— ENTRIES PROVIDED —
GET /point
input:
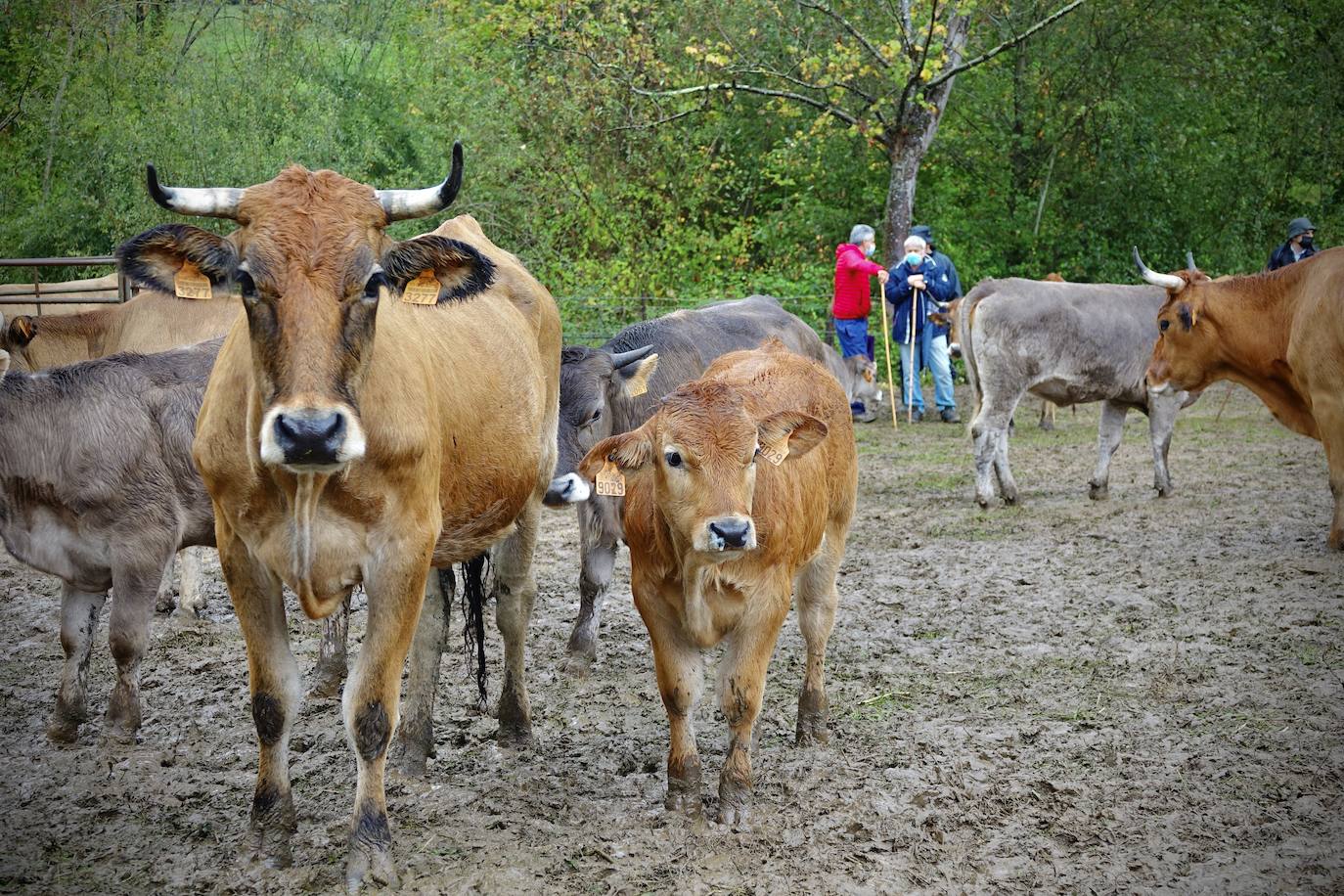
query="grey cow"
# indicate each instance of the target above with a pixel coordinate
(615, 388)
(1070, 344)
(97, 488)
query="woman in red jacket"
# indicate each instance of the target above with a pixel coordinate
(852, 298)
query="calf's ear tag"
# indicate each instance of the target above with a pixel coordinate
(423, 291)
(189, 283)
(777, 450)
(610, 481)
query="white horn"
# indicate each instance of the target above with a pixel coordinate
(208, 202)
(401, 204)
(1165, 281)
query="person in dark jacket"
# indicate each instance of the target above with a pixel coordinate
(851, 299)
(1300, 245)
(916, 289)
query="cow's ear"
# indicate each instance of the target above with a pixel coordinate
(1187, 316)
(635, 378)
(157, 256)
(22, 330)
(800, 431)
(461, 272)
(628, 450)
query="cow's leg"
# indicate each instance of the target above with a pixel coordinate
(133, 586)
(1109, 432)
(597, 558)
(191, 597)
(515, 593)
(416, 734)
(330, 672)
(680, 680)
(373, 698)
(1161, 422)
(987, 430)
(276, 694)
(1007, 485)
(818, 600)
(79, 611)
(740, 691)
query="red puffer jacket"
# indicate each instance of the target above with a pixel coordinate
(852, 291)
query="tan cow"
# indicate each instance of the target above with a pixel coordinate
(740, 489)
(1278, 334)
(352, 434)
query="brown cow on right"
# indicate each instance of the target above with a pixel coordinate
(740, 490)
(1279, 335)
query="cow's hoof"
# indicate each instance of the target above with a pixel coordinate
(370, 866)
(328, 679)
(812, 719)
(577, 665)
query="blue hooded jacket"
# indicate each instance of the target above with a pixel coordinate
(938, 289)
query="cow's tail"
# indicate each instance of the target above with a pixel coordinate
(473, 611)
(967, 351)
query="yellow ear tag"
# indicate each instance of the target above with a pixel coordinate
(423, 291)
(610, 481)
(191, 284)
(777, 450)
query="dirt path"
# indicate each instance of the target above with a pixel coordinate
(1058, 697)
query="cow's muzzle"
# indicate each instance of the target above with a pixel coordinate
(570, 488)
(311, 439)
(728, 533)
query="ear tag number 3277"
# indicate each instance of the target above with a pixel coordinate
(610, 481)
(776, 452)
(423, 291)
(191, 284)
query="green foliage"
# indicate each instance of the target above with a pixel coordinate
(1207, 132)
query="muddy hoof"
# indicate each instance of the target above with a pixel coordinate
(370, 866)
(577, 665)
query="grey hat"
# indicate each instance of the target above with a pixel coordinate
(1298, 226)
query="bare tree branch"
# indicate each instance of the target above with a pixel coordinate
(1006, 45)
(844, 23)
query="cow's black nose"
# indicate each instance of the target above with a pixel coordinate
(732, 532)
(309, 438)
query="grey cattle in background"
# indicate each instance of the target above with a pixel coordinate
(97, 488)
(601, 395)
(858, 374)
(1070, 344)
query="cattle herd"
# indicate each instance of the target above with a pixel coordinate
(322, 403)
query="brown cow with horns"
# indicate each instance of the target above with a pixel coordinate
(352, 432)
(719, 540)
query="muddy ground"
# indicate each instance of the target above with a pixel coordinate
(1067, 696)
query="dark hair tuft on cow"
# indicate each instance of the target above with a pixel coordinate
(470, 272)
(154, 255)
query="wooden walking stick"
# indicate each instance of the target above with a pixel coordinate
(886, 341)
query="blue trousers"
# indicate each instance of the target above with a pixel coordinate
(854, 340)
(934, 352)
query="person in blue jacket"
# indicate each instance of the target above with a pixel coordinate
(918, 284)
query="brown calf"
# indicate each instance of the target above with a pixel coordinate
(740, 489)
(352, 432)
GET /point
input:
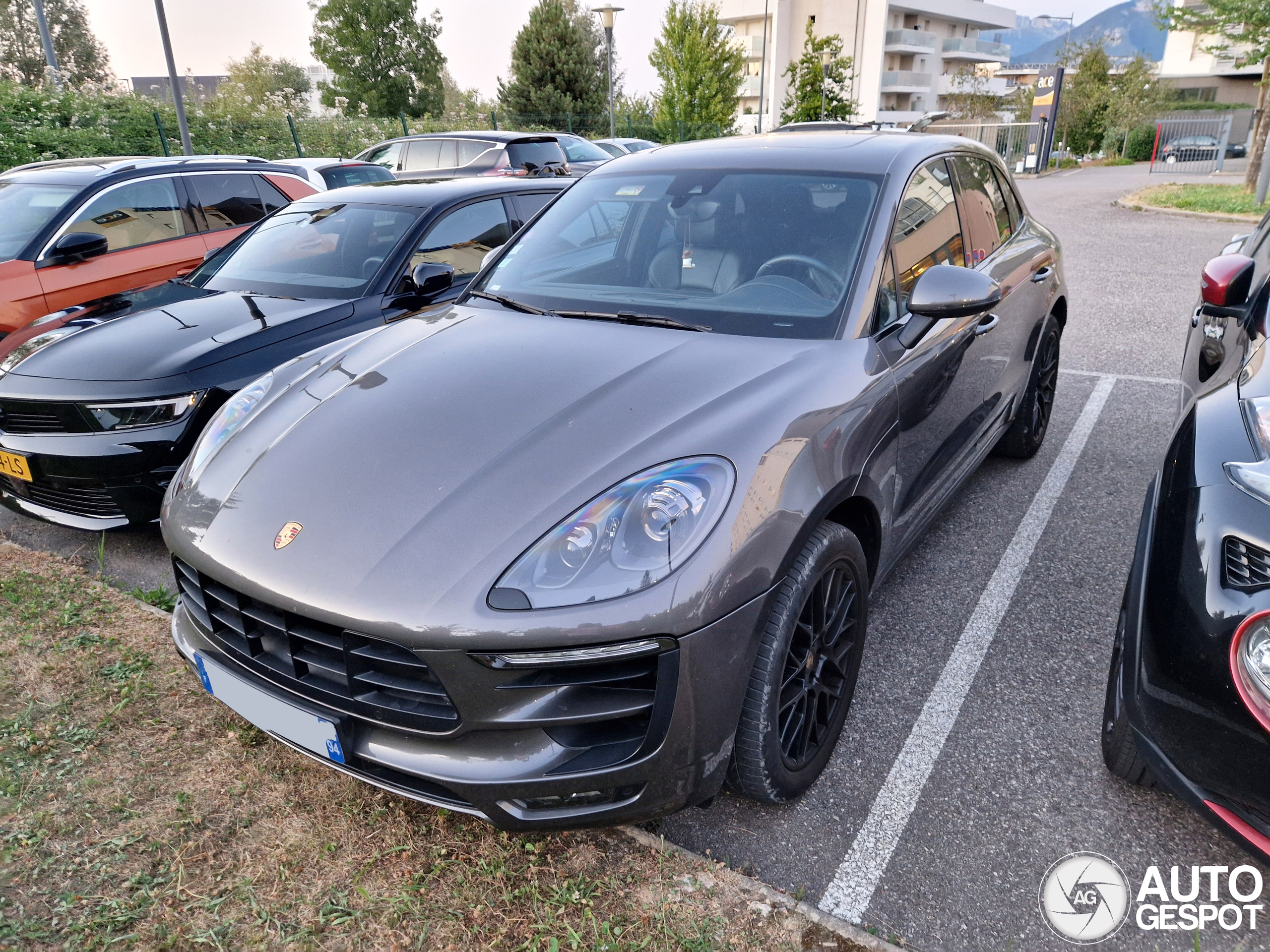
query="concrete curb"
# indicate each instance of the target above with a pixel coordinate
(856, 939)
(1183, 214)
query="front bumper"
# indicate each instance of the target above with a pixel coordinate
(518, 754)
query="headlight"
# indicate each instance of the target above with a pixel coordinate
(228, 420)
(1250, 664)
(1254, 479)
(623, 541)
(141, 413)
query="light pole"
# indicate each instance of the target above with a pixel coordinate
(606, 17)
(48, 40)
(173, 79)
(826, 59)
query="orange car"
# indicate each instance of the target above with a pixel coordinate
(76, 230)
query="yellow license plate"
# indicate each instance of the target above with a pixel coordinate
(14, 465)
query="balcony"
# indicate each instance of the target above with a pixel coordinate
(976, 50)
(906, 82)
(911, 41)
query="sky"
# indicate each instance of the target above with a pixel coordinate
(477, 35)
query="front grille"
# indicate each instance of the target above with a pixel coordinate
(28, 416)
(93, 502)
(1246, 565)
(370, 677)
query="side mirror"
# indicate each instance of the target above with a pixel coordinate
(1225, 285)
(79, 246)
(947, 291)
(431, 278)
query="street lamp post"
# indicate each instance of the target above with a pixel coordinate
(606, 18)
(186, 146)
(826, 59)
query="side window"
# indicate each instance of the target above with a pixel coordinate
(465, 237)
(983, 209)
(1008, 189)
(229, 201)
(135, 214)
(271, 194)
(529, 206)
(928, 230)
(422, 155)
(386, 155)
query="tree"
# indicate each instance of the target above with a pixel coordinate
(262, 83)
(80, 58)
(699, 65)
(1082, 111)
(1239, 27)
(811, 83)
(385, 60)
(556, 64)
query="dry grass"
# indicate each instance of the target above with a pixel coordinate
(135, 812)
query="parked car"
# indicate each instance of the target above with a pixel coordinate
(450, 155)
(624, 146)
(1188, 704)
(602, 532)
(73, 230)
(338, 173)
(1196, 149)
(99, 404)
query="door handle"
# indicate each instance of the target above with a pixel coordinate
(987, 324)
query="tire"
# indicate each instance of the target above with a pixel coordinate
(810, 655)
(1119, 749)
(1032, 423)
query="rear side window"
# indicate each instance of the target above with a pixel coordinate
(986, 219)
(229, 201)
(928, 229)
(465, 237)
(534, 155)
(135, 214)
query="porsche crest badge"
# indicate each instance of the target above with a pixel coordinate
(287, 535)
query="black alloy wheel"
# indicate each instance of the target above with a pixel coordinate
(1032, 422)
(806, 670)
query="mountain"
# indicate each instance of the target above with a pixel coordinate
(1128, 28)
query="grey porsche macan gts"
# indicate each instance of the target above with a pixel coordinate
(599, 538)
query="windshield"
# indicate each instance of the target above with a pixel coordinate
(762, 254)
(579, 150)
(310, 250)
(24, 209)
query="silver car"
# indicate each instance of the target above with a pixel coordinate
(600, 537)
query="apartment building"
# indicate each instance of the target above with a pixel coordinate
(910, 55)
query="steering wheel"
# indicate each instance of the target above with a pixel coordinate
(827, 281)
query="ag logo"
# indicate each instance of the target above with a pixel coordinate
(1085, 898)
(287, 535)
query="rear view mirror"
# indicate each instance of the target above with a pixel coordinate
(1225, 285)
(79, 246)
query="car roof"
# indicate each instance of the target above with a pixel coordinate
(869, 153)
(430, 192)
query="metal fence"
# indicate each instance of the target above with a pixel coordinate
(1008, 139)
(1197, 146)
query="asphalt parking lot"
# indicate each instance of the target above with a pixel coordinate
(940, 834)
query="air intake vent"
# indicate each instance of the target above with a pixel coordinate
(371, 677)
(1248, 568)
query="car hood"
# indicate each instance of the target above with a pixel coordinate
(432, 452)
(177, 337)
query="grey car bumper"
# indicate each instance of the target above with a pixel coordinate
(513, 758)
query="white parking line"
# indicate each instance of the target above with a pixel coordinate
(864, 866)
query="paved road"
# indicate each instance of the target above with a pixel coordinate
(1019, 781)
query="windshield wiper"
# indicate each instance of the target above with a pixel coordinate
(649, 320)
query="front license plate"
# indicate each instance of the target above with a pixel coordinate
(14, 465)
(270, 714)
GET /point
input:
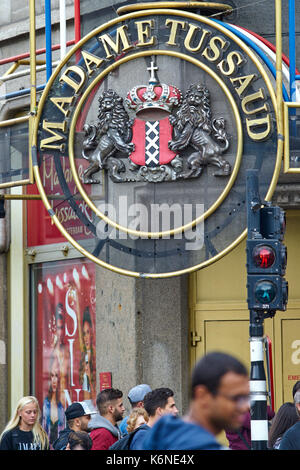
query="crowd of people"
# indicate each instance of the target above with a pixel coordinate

— TASK GOAL —
Copy out every line of the listing above that contains the string "mirror". Case counts.

— SOLUTION BELOW —
query="side mirror"
query="rear view mirror"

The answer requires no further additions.